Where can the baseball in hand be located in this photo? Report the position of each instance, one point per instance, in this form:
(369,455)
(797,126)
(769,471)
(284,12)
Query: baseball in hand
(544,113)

§ **Task**: Rewrite the records, replacing every "baseball in hand" with "softball in glove" and leaving everything else the same.

§ **Response to this task**:
Where can the softball in glove be located in this photo? Report the position of each instance, one point per instance, in this form:
(369,455)
(797,126)
(769,471)
(284,12)
Query: softball in glove
(544,113)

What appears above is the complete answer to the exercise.